How many of us are aware that consuming too much beef, chicken, lamb, duck, pork and milk can rob the body of precious calcium? It is little known that calcium-rich plant foods, are in fact the best sources of the enablers of calcium metabolism.
Indeed, an American Journal of Clinical Nutrition article entitled, ‘Incidence of osteoporosis in vegetarians and omnivores,’ cited that vegetarians were even found to have greater bone mass than meat eaters and I believe that to be true.
The high-protein diet of those meat eaters decreases calcium in the body. Dr Neil Nedley, MD and author of ‘Proof Positive – How to Reliably Combat Disease and Achieve Optimal Health through Nutrition and Lifestyle,’ states that research evidence indicates that an excessive diet of animal protein increases the risk of osteoporosis. His conclusions state, “Study after study indicate that eating meat can cause a loss of calcium from the body.”
Research done at the University of Wisconsin illustrated particularly well the harmful effects of excess protein. The studies by Linkswiller in 1981 involving three groups showed that the high protein intake group lost calcium every day simply because of their high protein consumption. The excessive protein was essentially leeching calcium from their bones even though they were getting adequate and appropriate levels of calcium in their diet.
A further study, this time from Purdue University cited that humans absorb as much even more calcium in plant products than they do from cows. Interestingly, the Group’s study also showed that although milk is high in calcium, 60 to 80% of it is not absorbed through the human intestine.
The reasons why vegetarians have stronger bones and fewer calcium deficiencies in general have been put down to:
- The digestion of meat results in acids that neutralise calcium and other alkaline minerals;
- Sulphur and phosphorous, both present in meat, limit calcium absorption;
- Meat is rich in saturated fats, which combine with calcium to form a compound that is eliminated by the body rather than absorbed.
The study by Nedley identified plant sources of calcium to include soybeans and leafy greens, oatmeal, lentils, quinoa grain, baked beans, dried sesame seeds, kale, dried hazelnuts and dried figs. Nedley said some leafy greens, aside from being good sources of calcium, have properties that help prevent cancer.

TASK 1 :: In the calcium article, rewrite the paragraph beginning "Research done at the University of Wisconsin" as a shorter paragraph that keeps its main facts.
TASK 2 :: Substitute "bone density" for "bone mass" and give the passage of the calcium article from "Indeed, an American" up to and including "to be true.".
TASK 3 ::
Answer these questions using the calcium article.
(a) At which university were Linkswiller's 1981 studies carried out?
(b) According to the Purdue University study, what share of the calcium in milk is not absorbed through the human intestine?
(c) Which two substances present in meat are said to limit calcium absorption?

DATA SUPPLIED ::
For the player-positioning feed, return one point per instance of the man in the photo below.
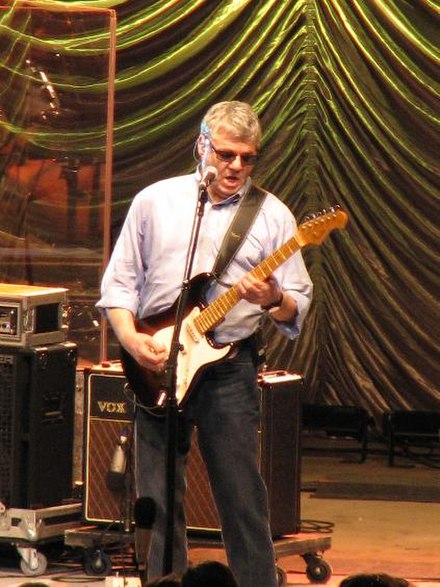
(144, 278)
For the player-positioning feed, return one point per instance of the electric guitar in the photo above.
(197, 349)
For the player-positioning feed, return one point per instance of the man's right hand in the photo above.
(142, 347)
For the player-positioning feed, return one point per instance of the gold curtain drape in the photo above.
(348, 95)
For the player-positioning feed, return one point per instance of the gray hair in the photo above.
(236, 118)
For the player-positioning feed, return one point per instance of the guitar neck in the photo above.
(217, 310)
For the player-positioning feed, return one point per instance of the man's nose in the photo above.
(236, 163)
---
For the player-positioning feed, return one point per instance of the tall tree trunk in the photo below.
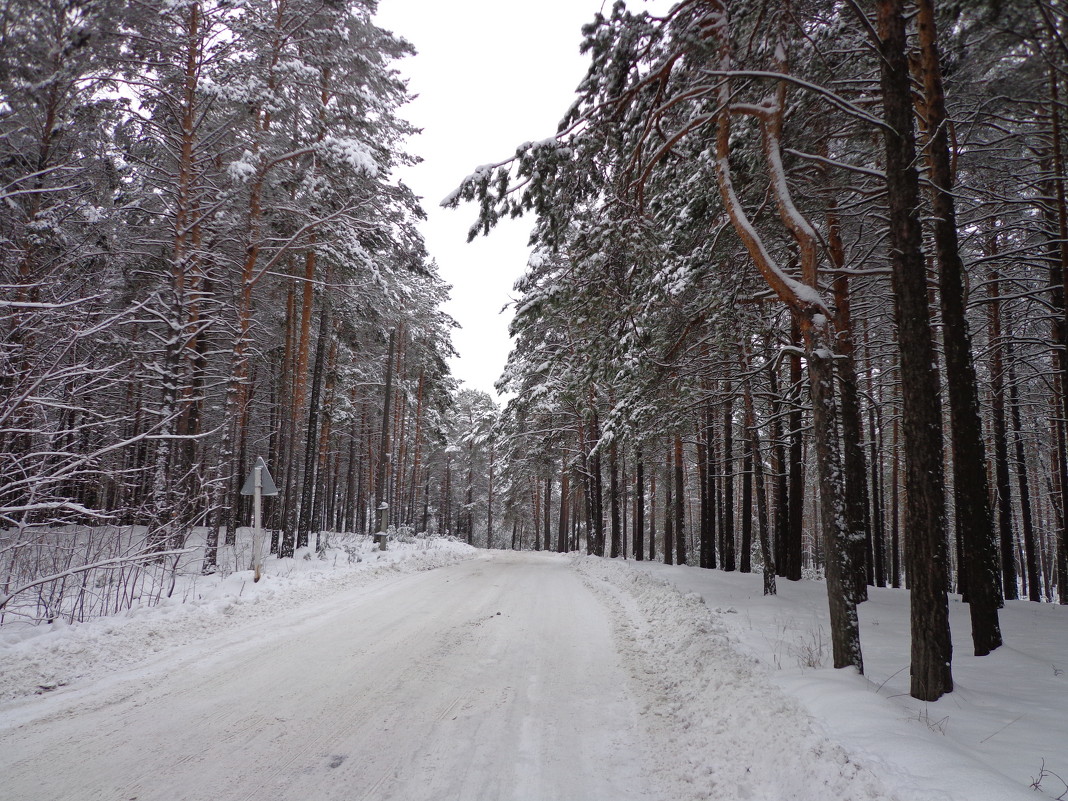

ANSWER SECTION 1 :: University of Wisconsin research showed the harm of excess protein. Linkswiller's 1981 studies of three groups found that the high-protein group lost calcium every day because of that protein. The excess protein was drawing calcium from their bones even though their diet supplied adequate calcium.

ANSWER SECTION 2 ::
Indeed, an American Journal of Clinical Nutrition article entitled, ‘Incidence of osteoporosis in vegetarians and omnivores,’ cited that vegetarians were even found to have greater bone density than meat eaters and I believe that to be true.

ANSWER SECTION 3 ::
(a) The University of Wisconsin.
(b) 60 to 80%.
(c) Sulphur and phosphorous.